[Records supplied Boundary: Start]

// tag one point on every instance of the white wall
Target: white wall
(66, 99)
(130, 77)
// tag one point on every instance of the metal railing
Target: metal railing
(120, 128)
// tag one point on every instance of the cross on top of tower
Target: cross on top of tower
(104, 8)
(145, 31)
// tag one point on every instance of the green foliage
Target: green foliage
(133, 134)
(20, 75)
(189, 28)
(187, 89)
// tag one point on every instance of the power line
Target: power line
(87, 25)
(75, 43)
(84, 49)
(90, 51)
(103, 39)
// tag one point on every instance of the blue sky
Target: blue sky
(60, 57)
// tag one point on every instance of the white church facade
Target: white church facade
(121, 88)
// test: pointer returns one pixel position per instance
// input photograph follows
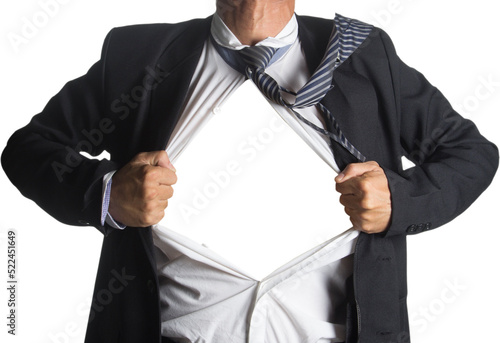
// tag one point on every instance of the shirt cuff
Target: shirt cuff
(106, 196)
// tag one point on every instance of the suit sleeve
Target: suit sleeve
(454, 162)
(43, 161)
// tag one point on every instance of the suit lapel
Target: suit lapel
(174, 71)
(314, 34)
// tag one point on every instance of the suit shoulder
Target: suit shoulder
(144, 37)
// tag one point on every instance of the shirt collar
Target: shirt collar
(224, 37)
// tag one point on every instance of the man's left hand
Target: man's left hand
(365, 196)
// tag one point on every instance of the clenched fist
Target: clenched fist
(365, 196)
(141, 189)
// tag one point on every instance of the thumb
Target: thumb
(356, 169)
(160, 159)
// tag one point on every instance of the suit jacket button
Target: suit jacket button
(412, 229)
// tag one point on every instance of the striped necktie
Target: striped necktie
(257, 58)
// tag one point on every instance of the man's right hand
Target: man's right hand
(141, 189)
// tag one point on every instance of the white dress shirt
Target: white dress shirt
(207, 298)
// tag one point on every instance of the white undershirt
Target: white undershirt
(205, 298)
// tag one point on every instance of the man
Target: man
(383, 108)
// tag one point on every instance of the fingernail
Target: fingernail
(340, 177)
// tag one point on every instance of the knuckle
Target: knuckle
(150, 193)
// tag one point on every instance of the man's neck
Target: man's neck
(252, 21)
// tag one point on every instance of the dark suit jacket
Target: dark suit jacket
(130, 101)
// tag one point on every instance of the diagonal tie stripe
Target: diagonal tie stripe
(347, 36)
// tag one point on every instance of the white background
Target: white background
(452, 271)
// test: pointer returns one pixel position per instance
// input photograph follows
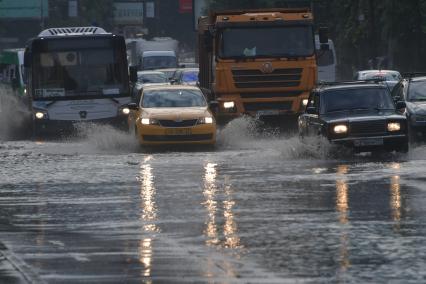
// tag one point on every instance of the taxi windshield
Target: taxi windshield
(357, 99)
(172, 98)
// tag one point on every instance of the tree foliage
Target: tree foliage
(367, 33)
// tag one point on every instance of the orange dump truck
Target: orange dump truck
(257, 62)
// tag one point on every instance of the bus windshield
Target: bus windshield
(77, 73)
(286, 41)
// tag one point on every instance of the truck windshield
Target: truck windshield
(287, 41)
(76, 73)
(357, 99)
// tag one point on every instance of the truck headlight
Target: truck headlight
(228, 105)
(40, 115)
(125, 110)
(340, 129)
(394, 126)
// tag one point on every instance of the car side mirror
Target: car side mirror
(133, 73)
(214, 106)
(133, 106)
(311, 110)
(400, 105)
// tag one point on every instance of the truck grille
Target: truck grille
(255, 106)
(253, 78)
(271, 95)
(368, 127)
(173, 123)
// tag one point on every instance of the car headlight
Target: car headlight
(149, 121)
(340, 129)
(125, 110)
(394, 126)
(229, 105)
(205, 120)
(40, 115)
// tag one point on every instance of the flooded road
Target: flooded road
(256, 209)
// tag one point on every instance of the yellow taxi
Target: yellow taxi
(172, 114)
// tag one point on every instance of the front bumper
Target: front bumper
(58, 127)
(371, 143)
(203, 134)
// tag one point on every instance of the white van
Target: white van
(326, 60)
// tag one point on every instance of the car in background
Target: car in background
(360, 115)
(413, 91)
(391, 77)
(159, 59)
(148, 78)
(186, 76)
(172, 115)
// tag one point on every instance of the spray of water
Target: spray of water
(14, 122)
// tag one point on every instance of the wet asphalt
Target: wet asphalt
(262, 209)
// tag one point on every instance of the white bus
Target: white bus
(326, 60)
(76, 75)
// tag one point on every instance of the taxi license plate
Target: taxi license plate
(180, 131)
(268, 112)
(368, 142)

[Records supplied Boundary: End]

◆ **Brief**:
Output each record above exactly; omit the images.

◆ **Response below**:
// tag one point on every instance of the white wall
Target: white wall
(66, 99)
(130, 77)
// tag one point on every instance of the metal railing
Target: metal railing
(120, 128)
// tag one point on every instance of the cross on top of tower
Target: cross on top of tower
(104, 8)
(145, 31)
// tag one point on every instance of the green foliage
Target: green foliage
(133, 134)
(20, 75)
(189, 28)
(187, 89)
// tag one point on every instance of the power line
Target: power line
(87, 25)
(75, 43)
(84, 49)
(90, 51)
(103, 39)
// tag one point on every instance of the blue sky
Target: blue sky
(60, 57)
// tag one point on every instance of the white church facade
Target: white church facade
(121, 88)
// test: pointer returns one pixel position per instance
// input photograph follows
// tag one point on every instance of the shirt cuff
Target: shirt cuff
(106, 196)
// tag one point on every instance of the suit sleeve
Target: suit sleeve
(454, 162)
(43, 161)
// tag one point on every instance of the suit lapel
Target: suit lapel
(174, 71)
(314, 34)
// tag one point on every instance of the suit shoulder
Target: suit shoulder
(144, 37)
// tag one point on every instance of the shirt collar
Target: shirt collar
(224, 37)
// tag one point on every instance of the man's left hand
Target: man's left hand
(365, 196)
// tag one point on every instance of the clenched fist
Target: clenched fist
(365, 196)
(141, 189)
// tag one point on every instance of the thumb
Target: thumb
(356, 169)
(160, 159)
// tag one point on every instance of the suit jacket button
Target: suit jacket button
(412, 229)
// tag one point on every instance of the striped necktie
Target: striped necktie
(257, 58)
// tag one point on every instance of the man's right hand
Target: man's right hand
(141, 189)
// tag one point on every instance of the white dress shirt
Target: white dress shirt
(207, 298)
// tag one point on every instance of the white undershirt
Target: white undershirt
(205, 298)
// tag one point on every instance of the man
Target: man
(383, 108)
// tag one point on every instance of the fingernail
Target: fingernail
(340, 177)
// tag one point on every instance of the knuckle
Target: knuckle
(150, 193)
// tag one point on every instance of the man's neck
Target: man's neck
(252, 21)
// tag one point on every instance of the dark suit jacket
Target: dark suit jacket
(130, 101)
// tag one point on every instance of the diagonal tie stripe
Target: diagonal tie stripe
(347, 36)
// tag one point on every instance of the white background
Target: white background
(452, 271)
// test: pointer returns one pixel position per instance
// input photograph follows
// tag one point on every instance of the taxi windshield
Target: taxi windshield
(357, 99)
(172, 98)
// tag one point on every instance of the tree foliage
Target: tree foliage
(367, 33)
// tag one point on every instance of the orange dump truck
Target: orange dump truck
(257, 62)
// tag one point on every instance of the bus windshield
Target: bus windshield
(77, 73)
(286, 41)
// tag one point on every instance of the truck windshield
Target: truck windshield
(287, 41)
(76, 73)
(357, 99)
// tag one point on every instance of the truck headlight
Target: truck headlight
(228, 105)
(40, 115)
(125, 110)
(340, 129)
(394, 126)
// tag one point on every instance of the car side mirror
Target: car side mirror
(133, 73)
(214, 106)
(133, 106)
(311, 110)
(400, 105)
// tag one point on every instance of the truck grille
Target: truck grille
(255, 106)
(253, 78)
(271, 95)
(368, 127)
(173, 123)
// tag one point on every instance of the car headlight
Target: car headlight
(149, 121)
(340, 129)
(125, 110)
(394, 126)
(229, 105)
(205, 120)
(40, 115)
// tag one point on every instance of the flooded road
Target: flooded road
(256, 209)
// tag one point on every instance of the yellow taxi
Target: yellow taxi
(172, 114)
// tag one point on every instance of the front bumper
Target: front bumper
(58, 127)
(371, 143)
(203, 134)
// tag one point on every instance of the white van
Target: white van
(326, 60)
// tag one point on every instance of the car in background
Target: car in background
(360, 115)
(413, 91)
(391, 77)
(159, 59)
(148, 78)
(186, 76)
(172, 115)
// tag one point on every instance of the spray of water
Target: spray of water
(14, 122)
// tag one point on every instance of the wet asphalt
Target: wet asphalt
(262, 209)
// tag one point on every instance of the white bus
Target: white bus
(326, 60)
(76, 75)
// tag one point on every instance of the taxi license plate
Target: taxi license plate
(180, 131)
(268, 112)
(368, 142)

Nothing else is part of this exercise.